* **Set problem**:
Give back, unchanged, each line from the one containing "Class, locate every instance of the shoe" through the last line of the entries below.

....................

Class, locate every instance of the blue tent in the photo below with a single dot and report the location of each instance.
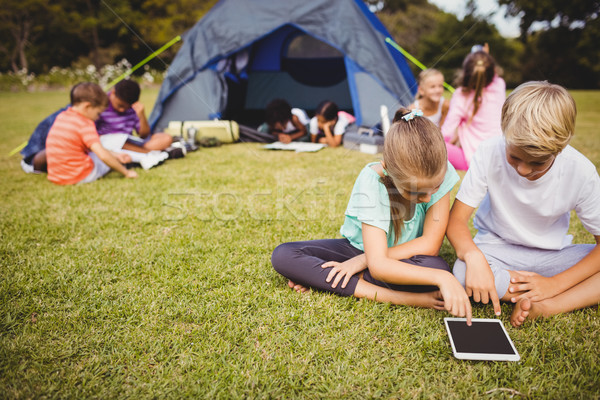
(244, 53)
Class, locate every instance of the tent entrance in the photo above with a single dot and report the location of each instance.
(295, 66)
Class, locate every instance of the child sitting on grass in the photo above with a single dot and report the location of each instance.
(329, 124)
(73, 149)
(394, 226)
(526, 184)
(125, 115)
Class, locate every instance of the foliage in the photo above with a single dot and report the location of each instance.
(442, 41)
(162, 287)
(98, 32)
(566, 13)
(67, 77)
(565, 50)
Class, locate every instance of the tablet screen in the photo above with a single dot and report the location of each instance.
(485, 339)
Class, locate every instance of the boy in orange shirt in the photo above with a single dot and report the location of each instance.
(73, 148)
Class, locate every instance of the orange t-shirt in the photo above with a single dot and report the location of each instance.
(67, 147)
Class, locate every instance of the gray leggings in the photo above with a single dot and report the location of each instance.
(509, 257)
(301, 263)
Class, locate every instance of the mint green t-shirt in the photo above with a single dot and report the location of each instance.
(370, 203)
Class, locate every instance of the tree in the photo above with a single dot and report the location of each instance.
(19, 28)
(565, 50)
(566, 13)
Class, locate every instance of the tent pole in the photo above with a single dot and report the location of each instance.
(414, 60)
(144, 61)
(114, 82)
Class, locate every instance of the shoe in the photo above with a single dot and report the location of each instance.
(153, 158)
(176, 150)
(209, 142)
(28, 168)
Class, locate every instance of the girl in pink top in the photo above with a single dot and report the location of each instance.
(475, 108)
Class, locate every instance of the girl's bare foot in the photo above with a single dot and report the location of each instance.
(298, 288)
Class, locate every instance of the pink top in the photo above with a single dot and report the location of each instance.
(484, 125)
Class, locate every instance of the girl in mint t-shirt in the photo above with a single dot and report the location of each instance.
(394, 226)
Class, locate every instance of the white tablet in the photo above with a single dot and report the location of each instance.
(485, 339)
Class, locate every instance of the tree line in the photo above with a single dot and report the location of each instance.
(558, 40)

....................

* **Task answer**:
Class, locate every instance of the shoe in the photo above with a single dot and report the location of each instance.
(153, 158)
(176, 150)
(209, 142)
(28, 168)
Class, locate every instance of the girl in pink top in the photo above with a single dot and report the location of each instance.
(475, 108)
Class, locate every instance of the girl's bare foot in the photo above with a single dot and report the location of each instance.
(298, 288)
Class, locate every instance of the pink top in the photo above with a single dot and report the location of each instance.
(484, 125)
Class, locate every instance of the girl in mint t-shirt in the photo above with a single dot and report the location of each instance.
(394, 226)
Class, locate every instance of the white tablet in the photo above with a single dot and report the location of each instance.
(485, 339)
Class, locate every instance of the tree line in the photo above with a single dot and report the location of each instance.
(558, 40)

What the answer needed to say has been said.